PROBLEM DESCRIPTION: Write out each line of the entries exactly, starting at the first and finishing with the line that contains "box: [375, 452, 633, 706]".

LISTED RECORDS:
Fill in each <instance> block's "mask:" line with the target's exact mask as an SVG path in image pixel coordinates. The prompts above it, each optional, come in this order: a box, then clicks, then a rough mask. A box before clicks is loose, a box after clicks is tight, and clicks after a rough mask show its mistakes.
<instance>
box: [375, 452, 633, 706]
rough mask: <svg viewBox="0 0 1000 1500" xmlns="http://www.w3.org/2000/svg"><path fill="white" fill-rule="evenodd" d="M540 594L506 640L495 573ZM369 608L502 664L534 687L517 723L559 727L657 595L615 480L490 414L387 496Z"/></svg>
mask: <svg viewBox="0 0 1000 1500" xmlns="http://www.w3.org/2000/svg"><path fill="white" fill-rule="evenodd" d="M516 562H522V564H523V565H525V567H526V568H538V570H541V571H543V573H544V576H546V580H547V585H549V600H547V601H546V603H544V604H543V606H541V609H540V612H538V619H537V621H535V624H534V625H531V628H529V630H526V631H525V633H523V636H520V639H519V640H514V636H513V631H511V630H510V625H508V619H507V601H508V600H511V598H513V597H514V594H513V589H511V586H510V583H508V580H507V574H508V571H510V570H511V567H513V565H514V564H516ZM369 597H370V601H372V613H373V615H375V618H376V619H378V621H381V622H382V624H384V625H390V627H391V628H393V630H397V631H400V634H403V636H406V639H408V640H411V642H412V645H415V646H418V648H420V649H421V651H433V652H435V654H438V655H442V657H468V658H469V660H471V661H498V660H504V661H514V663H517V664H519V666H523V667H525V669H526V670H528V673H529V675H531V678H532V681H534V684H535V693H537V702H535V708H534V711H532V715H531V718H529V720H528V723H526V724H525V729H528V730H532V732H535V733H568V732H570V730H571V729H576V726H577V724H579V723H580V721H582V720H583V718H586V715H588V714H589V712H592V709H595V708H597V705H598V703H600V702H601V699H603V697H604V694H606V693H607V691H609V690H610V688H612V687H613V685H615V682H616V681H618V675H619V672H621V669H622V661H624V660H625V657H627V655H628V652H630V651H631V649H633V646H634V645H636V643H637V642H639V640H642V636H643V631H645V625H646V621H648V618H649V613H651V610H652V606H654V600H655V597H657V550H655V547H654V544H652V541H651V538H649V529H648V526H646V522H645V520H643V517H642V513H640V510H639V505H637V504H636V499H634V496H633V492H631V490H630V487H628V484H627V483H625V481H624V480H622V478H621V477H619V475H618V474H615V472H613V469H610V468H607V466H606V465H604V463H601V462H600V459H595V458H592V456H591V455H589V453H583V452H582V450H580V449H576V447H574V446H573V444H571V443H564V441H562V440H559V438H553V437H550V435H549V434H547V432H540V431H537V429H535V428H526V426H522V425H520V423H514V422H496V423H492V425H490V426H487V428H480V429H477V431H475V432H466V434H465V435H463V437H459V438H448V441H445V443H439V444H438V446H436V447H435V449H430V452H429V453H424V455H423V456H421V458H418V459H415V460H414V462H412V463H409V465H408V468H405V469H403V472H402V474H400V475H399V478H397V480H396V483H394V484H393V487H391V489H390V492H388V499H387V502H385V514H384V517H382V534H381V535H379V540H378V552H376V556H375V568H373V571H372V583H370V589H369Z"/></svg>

SOLUTION TO THE EXERCISE:
Fill in each <instance> block's "mask:" line with the target's exact mask as an SVG path in image pixel coordinates. The prompts above it, each optional, come in this order: a box, then clicks, then a rough mask. A box before clicks is loose, a box after clicks is tight, and clicks after a rough mask show its mistakes.
<instance>
box: [375, 452, 633, 706]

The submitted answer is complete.